● Extract provided:

## start

In literature, a CFG typically represents the control flow within a single function. On the contrary, an interprocedural control flow graph (ICFG) [LR91] models the control flow of an entire program across function boundaries. It constitutes the union of control flow graphs \( G_f \) for each function \( f \) augmented by call, return, entry, and exit nodes. Call nodes are connected to the entry nodes of functions they invoke, while exit nodes are connected to return nodes corresponding to these calls.

A possible execution path \( \pi \) through the ICFG is defined as follows:

**Definition 2.3 (Path)** A path \( \pi \) through the control flow graph \( G = (V, E, i) \) is a sequence of basic blocks \( (v_1, \ldots, v_n) \in V^* \), with \( v_1 = i \) and \( \forall j \in 1, \ldots, n - 1 : (v_j, v_{j+1}) \in E \).

Using the definition of a path, the term program is defined as follows:

**Definition 2.4 (Program)** All possible paths through the control flow graph \( G = (V, E, i) \) starting at \( i \) and ending in a sink constitute a program \( \mathcal{P} \). A sink represents a block \( s \in V \) with \( \nexists v \in V : (s, v) \in E \).

The program path with the maximal length, which is expressed by the number of execution cycles when this path is executed, is referred to as the worst-case execution path (WCEP).

### 2.3.2 Processor Behavioral Analysis

The task of the processor behavioral analysis is the determination of timing semantics of the hardware components that influence the execution time of the program under analysis. In particular, processor components such as different memories (caches, scratchpads, etc.), pipelines, and branch predictions must be taken into account. The result of this analysis is an upper bound for the execution time of each instruction or basic block.

## end

● Exercises to complete:
1 - Transcribe the part of the control flow graph excerpt that opens with the words containing "The task of" and closes with "or basic block.".
2 - Carry the control flow graph excerpt forward with the next part, starting after its last sentence.
The records have no role in this work.

● Dataset rows:
## start

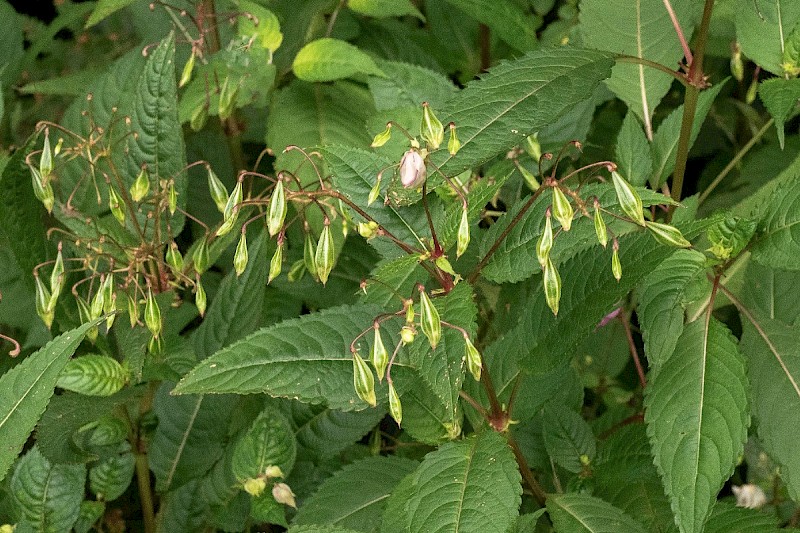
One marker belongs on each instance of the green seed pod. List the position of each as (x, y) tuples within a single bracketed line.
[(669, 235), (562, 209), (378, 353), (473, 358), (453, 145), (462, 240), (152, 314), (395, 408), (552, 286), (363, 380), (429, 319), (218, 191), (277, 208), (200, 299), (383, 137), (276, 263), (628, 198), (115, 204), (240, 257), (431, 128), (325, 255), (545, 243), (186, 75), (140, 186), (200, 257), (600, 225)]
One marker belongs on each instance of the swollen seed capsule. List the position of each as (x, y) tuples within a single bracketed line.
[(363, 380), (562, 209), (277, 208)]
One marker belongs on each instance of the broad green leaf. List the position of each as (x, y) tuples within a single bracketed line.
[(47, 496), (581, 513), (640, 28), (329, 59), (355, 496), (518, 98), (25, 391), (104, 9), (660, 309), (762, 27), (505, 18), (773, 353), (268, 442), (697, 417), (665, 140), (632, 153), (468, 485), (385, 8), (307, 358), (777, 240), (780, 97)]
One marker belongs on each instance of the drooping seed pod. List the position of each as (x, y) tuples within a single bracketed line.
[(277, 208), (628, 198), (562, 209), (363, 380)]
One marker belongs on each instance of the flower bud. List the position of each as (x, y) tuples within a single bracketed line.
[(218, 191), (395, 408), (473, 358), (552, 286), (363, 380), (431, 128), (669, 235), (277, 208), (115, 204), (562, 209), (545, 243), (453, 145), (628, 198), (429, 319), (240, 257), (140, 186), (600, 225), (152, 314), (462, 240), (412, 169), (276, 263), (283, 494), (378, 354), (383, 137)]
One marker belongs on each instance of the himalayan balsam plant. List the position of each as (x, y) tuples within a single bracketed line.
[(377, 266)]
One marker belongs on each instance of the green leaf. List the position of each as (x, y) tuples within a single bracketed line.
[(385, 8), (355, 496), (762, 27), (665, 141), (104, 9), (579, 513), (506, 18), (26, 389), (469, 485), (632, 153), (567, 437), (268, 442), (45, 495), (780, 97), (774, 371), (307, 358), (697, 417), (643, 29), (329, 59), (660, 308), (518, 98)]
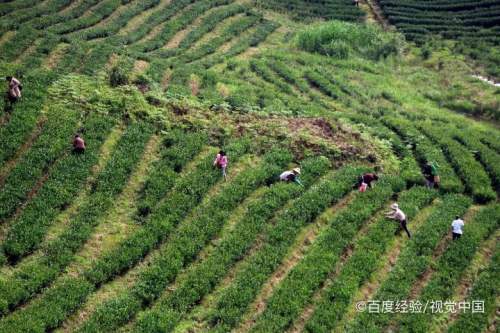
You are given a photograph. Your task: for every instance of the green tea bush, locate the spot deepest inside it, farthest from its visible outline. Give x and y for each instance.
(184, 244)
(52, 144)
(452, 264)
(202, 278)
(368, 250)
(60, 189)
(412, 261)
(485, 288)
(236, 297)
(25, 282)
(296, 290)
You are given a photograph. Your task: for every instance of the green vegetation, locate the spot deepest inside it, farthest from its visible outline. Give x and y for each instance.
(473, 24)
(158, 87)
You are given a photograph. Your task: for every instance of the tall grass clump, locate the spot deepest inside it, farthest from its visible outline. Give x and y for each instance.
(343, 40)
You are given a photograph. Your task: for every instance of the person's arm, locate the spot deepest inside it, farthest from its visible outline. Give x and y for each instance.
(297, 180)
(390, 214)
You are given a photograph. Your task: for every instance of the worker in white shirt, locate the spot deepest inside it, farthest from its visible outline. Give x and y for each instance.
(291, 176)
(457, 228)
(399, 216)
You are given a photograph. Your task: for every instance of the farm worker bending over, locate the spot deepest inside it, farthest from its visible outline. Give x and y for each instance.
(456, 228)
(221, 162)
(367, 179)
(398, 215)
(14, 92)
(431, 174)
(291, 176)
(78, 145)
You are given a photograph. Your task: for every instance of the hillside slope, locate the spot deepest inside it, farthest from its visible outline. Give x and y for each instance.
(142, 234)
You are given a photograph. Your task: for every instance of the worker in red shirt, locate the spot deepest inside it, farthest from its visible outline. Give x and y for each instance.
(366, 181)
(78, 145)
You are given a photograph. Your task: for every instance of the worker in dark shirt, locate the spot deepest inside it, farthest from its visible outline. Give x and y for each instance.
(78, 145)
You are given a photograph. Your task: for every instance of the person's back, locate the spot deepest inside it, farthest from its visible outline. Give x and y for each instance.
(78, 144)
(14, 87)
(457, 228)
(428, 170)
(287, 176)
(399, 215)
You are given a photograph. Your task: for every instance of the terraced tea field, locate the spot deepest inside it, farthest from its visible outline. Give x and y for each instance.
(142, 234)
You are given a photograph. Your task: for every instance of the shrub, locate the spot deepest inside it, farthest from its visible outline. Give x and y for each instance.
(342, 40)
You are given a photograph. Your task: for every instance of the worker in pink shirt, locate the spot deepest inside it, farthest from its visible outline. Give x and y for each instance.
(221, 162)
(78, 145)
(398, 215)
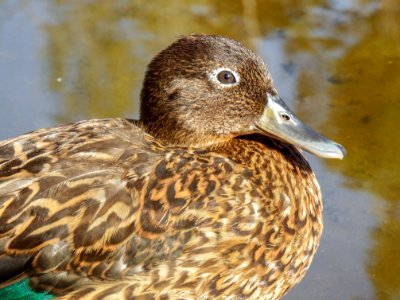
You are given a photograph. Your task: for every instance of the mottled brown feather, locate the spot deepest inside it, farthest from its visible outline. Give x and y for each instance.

## end

● Solved tasks:
1 -
The task of the processor behavioral analysis is the determination of timing semantics of the hardware components that influence the execution time of the program under analysis. In particular, processor components such as different memories (caches, scratchpads, etc.), pipelines, and branch predictions must be taken into account. The result of this analysis is an upper bound for the execution time of each instruction or basic block.

2 -
The processor behavioral analysis relies on an abstract model of the target architecture. For a sound approximation, it is not mandatory to model all of the processor’s functionalities precisely. Simplified models may be sufficient if they can guarantee that timing semantics are handled in a conservative way, i.e., the worst-case timing is never underestimated.

The static WCET analysis of simple processors without caches and pipelines allows a separate consideration of instructions. To estimate the WCET of the program, the WCET of each basic block is computed by accumulating the execution times of its instructions [Sha89]. The consideration of instructions independent of their execution history is no longer valid for modern processors and may result in a WCET estimation which is not safe. The reasons are context-dependent execution times of instructions and timing anomalies.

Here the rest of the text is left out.